— Begin EXTRACTED ENTRIES —

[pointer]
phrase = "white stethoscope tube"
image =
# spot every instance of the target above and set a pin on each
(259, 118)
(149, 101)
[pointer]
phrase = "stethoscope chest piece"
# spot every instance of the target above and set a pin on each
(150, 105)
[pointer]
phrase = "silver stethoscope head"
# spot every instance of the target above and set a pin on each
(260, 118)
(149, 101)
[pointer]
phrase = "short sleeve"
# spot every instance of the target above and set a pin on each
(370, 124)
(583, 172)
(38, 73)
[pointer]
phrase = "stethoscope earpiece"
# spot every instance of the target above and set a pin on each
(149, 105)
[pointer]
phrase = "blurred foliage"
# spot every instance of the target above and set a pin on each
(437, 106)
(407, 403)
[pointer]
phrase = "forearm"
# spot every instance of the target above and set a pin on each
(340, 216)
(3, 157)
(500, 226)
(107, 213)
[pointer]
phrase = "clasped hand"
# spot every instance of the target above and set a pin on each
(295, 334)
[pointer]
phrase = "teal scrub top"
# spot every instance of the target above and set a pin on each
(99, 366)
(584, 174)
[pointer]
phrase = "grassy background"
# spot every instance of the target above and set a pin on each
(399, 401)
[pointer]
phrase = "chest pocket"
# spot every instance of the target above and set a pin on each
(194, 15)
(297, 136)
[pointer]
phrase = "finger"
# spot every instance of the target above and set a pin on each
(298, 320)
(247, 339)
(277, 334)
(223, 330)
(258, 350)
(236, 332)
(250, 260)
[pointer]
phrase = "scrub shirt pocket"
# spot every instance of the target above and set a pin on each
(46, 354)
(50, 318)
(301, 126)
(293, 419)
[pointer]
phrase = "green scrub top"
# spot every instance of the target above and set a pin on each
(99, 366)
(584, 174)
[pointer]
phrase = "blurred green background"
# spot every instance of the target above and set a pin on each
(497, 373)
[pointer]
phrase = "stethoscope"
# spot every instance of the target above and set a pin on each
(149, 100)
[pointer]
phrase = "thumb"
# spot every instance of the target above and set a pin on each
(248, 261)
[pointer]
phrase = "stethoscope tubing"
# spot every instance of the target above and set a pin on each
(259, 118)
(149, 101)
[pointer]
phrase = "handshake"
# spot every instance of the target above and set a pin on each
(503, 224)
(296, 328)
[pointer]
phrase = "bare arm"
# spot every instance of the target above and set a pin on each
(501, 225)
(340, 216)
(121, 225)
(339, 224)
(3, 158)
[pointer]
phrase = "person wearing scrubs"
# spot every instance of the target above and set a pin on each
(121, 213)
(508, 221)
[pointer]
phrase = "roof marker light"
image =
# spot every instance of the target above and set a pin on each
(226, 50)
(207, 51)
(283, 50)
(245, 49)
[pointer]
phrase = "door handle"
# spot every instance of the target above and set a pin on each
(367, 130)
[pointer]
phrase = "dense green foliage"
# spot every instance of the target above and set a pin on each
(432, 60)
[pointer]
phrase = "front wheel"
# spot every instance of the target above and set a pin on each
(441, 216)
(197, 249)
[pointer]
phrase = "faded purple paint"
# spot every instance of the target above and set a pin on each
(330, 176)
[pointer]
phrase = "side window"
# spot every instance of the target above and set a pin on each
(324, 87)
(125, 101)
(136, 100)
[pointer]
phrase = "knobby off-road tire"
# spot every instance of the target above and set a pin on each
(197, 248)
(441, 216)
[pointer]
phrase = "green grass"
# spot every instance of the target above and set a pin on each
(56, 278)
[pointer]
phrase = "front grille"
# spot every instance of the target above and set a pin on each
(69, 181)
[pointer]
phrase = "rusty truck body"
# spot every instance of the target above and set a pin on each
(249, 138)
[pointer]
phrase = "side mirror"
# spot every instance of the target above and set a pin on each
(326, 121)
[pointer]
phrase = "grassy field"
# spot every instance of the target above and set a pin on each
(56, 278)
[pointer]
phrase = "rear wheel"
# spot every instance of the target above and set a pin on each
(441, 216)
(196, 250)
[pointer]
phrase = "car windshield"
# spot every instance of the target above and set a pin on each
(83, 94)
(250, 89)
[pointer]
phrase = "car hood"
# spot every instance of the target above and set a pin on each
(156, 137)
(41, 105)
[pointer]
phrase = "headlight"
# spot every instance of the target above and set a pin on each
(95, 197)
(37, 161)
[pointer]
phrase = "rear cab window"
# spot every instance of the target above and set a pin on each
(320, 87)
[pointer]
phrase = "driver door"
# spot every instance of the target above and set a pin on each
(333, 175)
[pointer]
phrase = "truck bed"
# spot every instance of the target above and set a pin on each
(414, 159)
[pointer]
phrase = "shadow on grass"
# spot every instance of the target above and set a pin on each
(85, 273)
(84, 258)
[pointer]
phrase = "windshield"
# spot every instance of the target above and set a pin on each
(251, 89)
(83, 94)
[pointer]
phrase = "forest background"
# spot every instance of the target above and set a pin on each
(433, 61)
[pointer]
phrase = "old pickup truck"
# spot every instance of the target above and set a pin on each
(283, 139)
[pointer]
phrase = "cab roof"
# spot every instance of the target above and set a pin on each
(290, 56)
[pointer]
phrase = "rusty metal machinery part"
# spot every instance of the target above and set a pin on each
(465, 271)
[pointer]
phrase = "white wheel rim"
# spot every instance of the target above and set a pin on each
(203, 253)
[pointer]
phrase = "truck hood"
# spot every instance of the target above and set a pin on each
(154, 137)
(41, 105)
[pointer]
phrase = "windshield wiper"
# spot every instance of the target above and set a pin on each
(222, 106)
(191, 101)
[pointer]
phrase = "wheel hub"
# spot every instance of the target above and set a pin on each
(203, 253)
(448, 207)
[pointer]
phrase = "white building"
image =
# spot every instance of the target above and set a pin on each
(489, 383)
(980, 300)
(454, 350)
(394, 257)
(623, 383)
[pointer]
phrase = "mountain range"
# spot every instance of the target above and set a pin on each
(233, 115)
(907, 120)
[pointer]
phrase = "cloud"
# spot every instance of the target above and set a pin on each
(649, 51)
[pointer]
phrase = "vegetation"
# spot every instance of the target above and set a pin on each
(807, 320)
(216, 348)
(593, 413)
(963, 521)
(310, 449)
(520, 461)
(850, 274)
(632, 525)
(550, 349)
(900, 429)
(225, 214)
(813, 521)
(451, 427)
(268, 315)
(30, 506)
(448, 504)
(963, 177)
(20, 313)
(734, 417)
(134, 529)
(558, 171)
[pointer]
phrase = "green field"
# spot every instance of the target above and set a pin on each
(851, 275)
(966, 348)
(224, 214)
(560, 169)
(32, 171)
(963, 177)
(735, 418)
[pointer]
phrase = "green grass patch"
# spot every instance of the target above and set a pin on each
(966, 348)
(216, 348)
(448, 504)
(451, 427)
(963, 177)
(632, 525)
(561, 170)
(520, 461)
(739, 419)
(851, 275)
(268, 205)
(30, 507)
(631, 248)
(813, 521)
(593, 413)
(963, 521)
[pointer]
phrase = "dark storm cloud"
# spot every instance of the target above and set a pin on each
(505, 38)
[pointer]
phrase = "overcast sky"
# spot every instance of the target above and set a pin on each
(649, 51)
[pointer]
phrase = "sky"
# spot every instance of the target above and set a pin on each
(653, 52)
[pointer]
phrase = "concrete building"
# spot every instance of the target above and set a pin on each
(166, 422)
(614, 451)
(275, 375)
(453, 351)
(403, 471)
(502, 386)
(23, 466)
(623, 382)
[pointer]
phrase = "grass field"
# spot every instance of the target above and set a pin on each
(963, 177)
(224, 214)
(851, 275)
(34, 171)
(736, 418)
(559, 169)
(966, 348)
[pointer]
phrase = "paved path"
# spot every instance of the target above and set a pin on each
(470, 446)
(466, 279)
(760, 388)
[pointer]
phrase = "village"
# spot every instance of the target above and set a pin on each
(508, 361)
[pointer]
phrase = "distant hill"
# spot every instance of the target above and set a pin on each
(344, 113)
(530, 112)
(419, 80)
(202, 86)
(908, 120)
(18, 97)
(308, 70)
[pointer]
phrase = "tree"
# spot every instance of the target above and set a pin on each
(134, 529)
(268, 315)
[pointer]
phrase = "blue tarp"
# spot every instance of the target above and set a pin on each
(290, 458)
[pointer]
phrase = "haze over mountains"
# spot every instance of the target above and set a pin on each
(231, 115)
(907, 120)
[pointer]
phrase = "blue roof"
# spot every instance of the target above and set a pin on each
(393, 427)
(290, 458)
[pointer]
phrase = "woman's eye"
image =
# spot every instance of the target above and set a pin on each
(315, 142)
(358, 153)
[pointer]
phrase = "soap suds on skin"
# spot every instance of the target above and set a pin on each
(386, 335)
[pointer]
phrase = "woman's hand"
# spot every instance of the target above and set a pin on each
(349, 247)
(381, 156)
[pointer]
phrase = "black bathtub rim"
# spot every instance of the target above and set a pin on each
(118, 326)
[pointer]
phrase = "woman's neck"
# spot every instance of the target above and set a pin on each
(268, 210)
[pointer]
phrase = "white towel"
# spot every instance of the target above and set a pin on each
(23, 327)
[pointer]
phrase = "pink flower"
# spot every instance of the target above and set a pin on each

— End EXTRACTED ENTRIES —

Gather every line of the entries above that contains the string "wheel", and treat matches as case-sensitive.

ANSWER IN FULL:
phrase = "front wheel"
phrase = "rear wheel"
phrase = "white wheel rim"
phrase = "wheel hub"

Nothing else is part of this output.